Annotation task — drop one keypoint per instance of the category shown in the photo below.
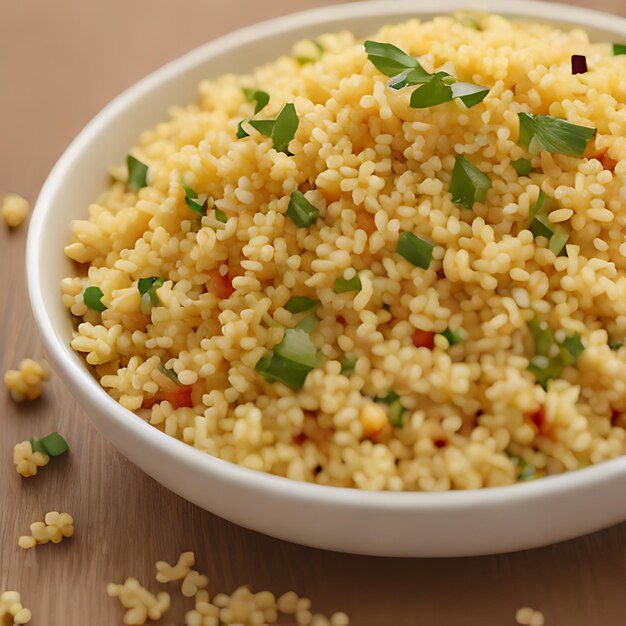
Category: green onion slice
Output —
(619, 48)
(301, 304)
(301, 212)
(256, 95)
(291, 360)
(348, 365)
(414, 76)
(92, 297)
(281, 130)
(544, 132)
(308, 323)
(522, 167)
(415, 249)
(342, 285)
(454, 336)
(54, 444)
(468, 184)
(170, 373)
(551, 356)
(469, 93)
(389, 59)
(137, 174)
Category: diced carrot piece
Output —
(424, 339)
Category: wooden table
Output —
(60, 62)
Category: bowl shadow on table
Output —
(575, 583)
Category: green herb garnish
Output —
(468, 184)
(551, 355)
(454, 336)
(301, 304)
(343, 285)
(147, 288)
(137, 174)
(523, 167)
(256, 95)
(390, 60)
(170, 373)
(54, 444)
(290, 361)
(415, 249)
(348, 364)
(92, 297)
(395, 410)
(544, 132)
(301, 212)
(194, 202)
(281, 130)
(540, 225)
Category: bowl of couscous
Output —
(364, 292)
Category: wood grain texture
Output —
(61, 61)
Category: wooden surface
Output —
(60, 61)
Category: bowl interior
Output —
(81, 174)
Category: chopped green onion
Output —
(170, 373)
(544, 132)
(540, 225)
(281, 130)
(454, 336)
(523, 167)
(301, 212)
(388, 59)
(619, 48)
(37, 446)
(436, 91)
(469, 93)
(470, 22)
(92, 297)
(54, 444)
(255, 95)
(342, 285)
(190, 200)
(300, 304)
(137, 174)
(415, 249)
(468, 184)
(414, 76)
(290, 361)
(395, 410)
(308, 323)
(147, 288)
(241, 133)
(551, 355)
(348, 364)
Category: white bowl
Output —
(390, 524)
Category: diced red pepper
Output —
(222, 285)
(424, 339)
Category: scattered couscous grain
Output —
(26, 461)
(11, 609)
(54, 528)
(14, 209)
(141, 603)
(198, 256)
(527, 616)
(25, 383)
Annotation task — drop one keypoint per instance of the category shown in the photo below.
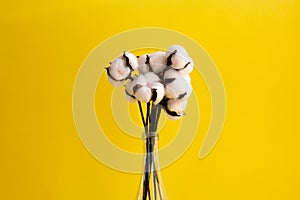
• • • •
Task directions ▸ Only the lines from the line with "Category: wooden surface" through the closing line of the data, both included, should be set down, exactly as written and without pictures.

Task output ▸
Category: wooden surface
Output —
(60, 61)
Category: bowl interior
Output —
(81, 174)
Category: chopped green onion
Output —
(170, 373)
(544, 132)
(540, 225)
(281, 130)
(454, 336)
(523, 167)
(301, 212)
(388, 59)
(619, 48)
(37, 446)
(436, 91)
(469, 93)
(470, 22)
(92, 297)
(54, 444)
(255, 95)
(342, 285)
(190, 200)
(300, 304)
(137, 174)
(415, 249)
(468, 184)
(414, 76)
(290, 361)
(395, 410)
(308, 323)
(147, 288)
(241, 133)
(551, 355)
(348, 364)
Category: white bowl
Output —
(390, 524)
Category: diced red pepper
Output —
(222, 285)
(424, 339)
Category: scattered couscous grain
Output —
(26, 461)
(11, 609)
(54, 528)
(14, 209)
(141, 603)
(198, 256)
(527, 616)
(25, 383)
Annotation task — drop one keypoint per instance of the category shown in the photo below.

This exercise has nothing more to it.